§ **Document segment**:
# Using Lava Rock to tie off Java's and Anubias???



## JBarlak (Mar 16, 2008)

do you think I would have any problems using pieces of Lava Rock to try to root ferns and anubias in the tank? I dont have extra driftwood to use. Thanks for all your help in advanced.


----------



## MediaHound (Jul 19, 2006)

The red ones or the black Hawaiian feather rock?


----------



## JBarlak (Mar 16, 2008)

the red ones, typically seen in stores. It's unlucky to take anything off the Hawaiian Islands....learned that when I went to University of Hawaii.


----------



## MediaHound (Jul 19, 2006)

Looks like people are using it.. 
Check this out 
GVAC On the Use of Crushed Lava Rock


----------



## JBarlak (Mar 16, 2008)

the grey lava rock is not the native Hawaiian Lava Rock. There are other locations in the world that lava rock is available. Ive seen the type they are talking about. I got a rather large piece for free and I had someone at work cut it up. i thought if green algae likes the lava rock. Why wouldn't java ferns.


----------



## Kogo (Mar 14, 2008)

Anubis attaches well to tuffa, lava, and all sorts of other rocks. Before i moved, i had some very dramatic pieces attached to Texas holey rock. they were like submerged bonsai trees. with ferns, Ive only used tufa, but it worked fine.


----------



## JBarlak (Mar 16, 2008)

but wouldn't I have a problem with tufa rock in a community tank that Im trying to keep below 7 ph? I know I have seen them in Cichlid tanks with immaculate java fern growths.


----------



## Kogo (Mar 14, 2008)

just try it with another inert rock. even an old piece of slate should work.


----------

§ **Data shown**:
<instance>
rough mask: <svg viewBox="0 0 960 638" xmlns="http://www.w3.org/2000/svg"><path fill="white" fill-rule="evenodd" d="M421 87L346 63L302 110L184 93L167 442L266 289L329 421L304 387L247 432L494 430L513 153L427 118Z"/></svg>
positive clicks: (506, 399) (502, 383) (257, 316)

§ **Requirement A**:
Check each statement against the lava rock thread and answer yes or no, quoting the words from the thread that settle it. (i) JBarlak means the red lava rock usually sold in stores. (ii) Kogo has used tufa as the only rock for ferns. (iii) JBarlak paid for the large piece of lava rock.
§ **Requirement B**:
Reproduce word for word the passage of the lava rock thread that begins at the words "Anubis attaches well" and ends after "it worked fine.".

§ **Exercise result A**:
(i) Yes: "the red ones, typically seen in stores."
(ii) Yes: "with ferns, Ive only used tufa, but it worked fine."
(iii) No: "I got a rather large piece for free"

§ **Exercise result B**:
Anubis attaches well to tuffa, lava, and all sorts of other rocks. Before i moved, i had some very dramatic pieces attached to Texas holey rock. they were like submerged bonsai trees. with ferns, Ive only used tufa, but it worked fine.